**Your objective**. Could you write out the items again, starting at the line containing "Practice step: locate" and ending at the line containing "x=266, y=532", with each coordinate in the answers increased by 42? Keep the requests and their sample coordinates unchanged, and leave the pictures out.

**Data in this exercise**.
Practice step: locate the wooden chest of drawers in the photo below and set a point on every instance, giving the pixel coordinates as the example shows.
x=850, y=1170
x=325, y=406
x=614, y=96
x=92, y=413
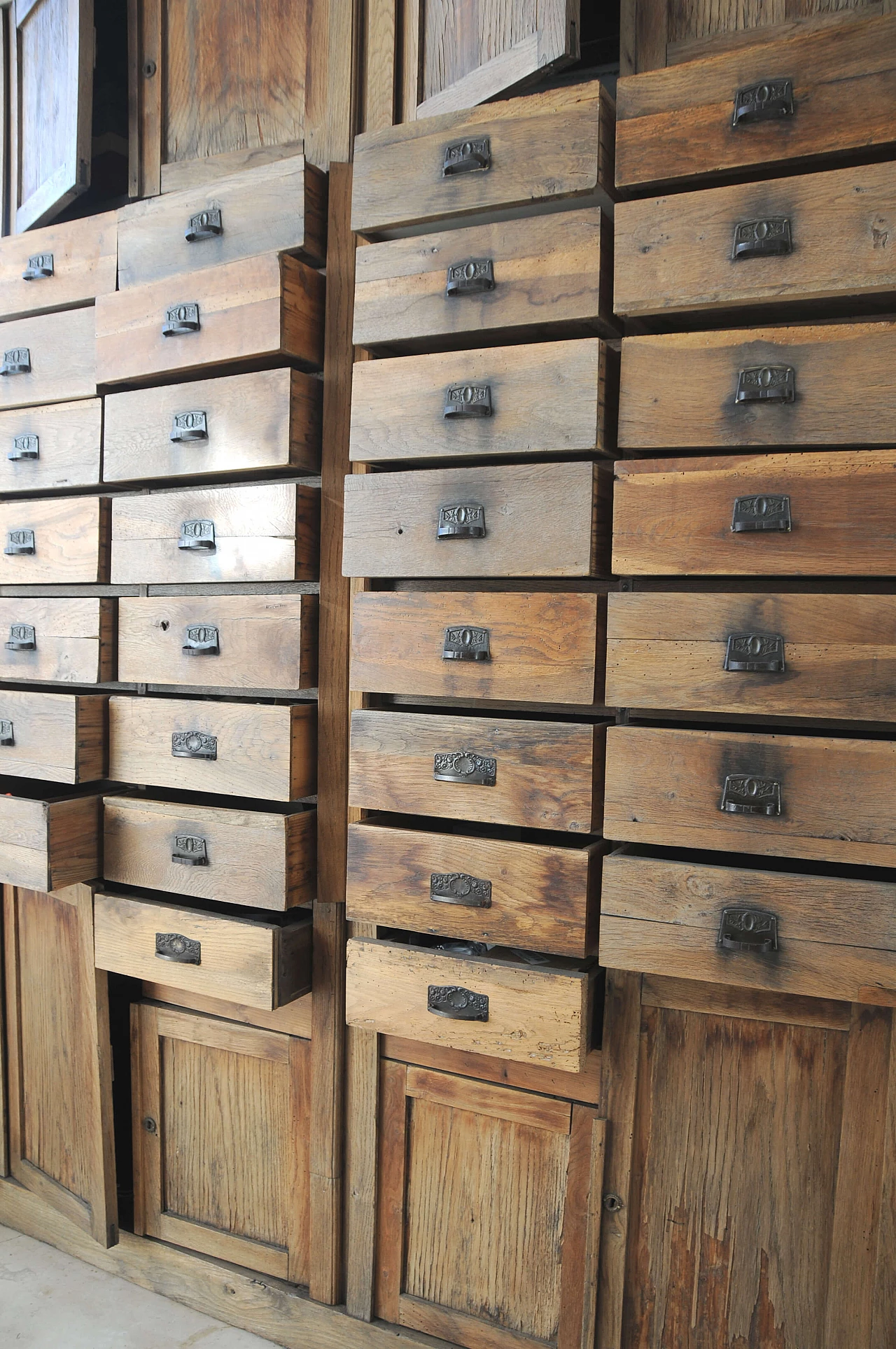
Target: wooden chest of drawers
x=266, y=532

==

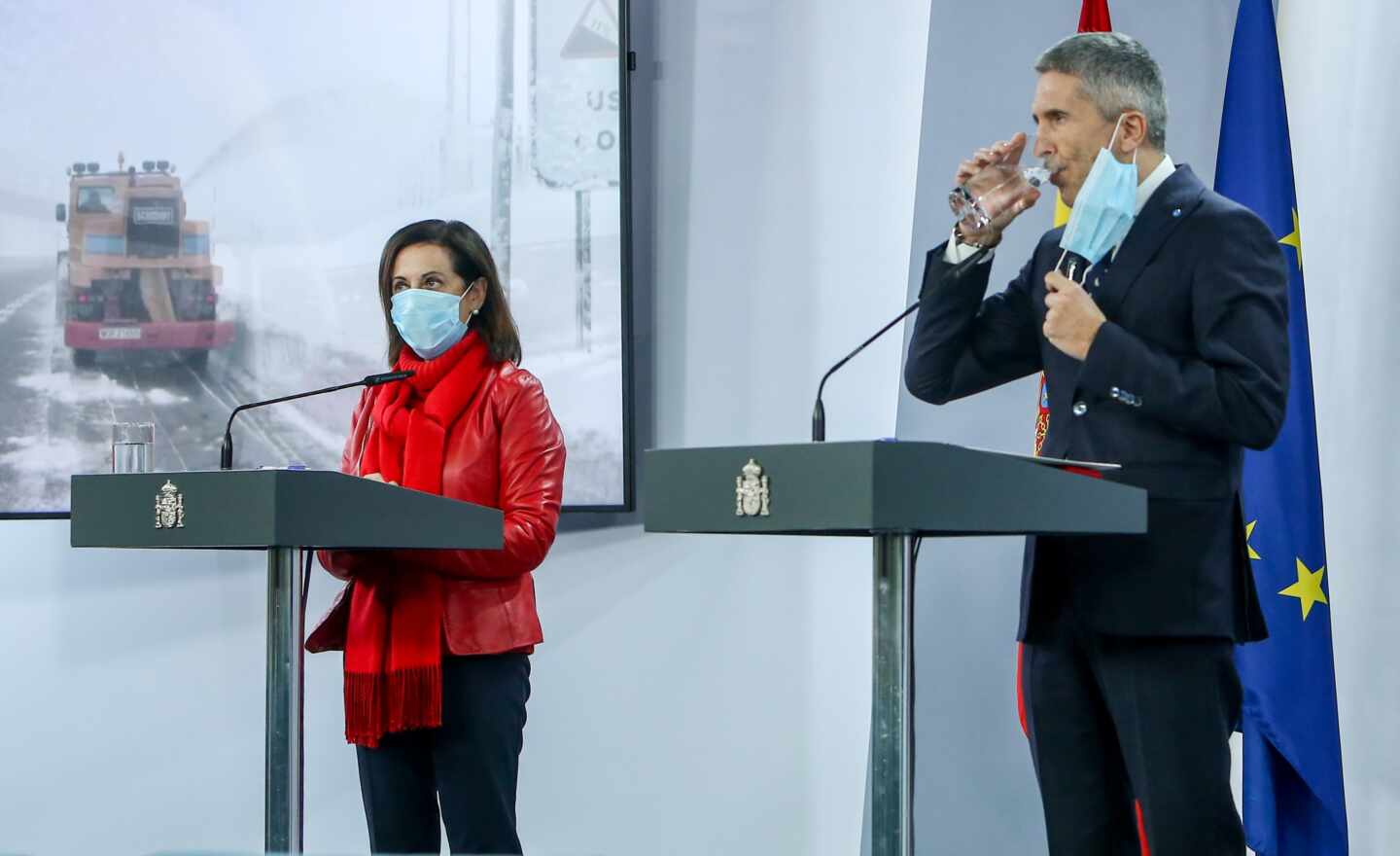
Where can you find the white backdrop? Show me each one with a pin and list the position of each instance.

**Task result**.
Practice step: locate the wooden chest of drawers in the photo below and set a point on every instance, giving the pixel coordinates as the example shows.
x=850, y=1170
x=325, y=406
x=614, y=96
x=92, y=413
Target: wooden chest of drawers
x=308, y=574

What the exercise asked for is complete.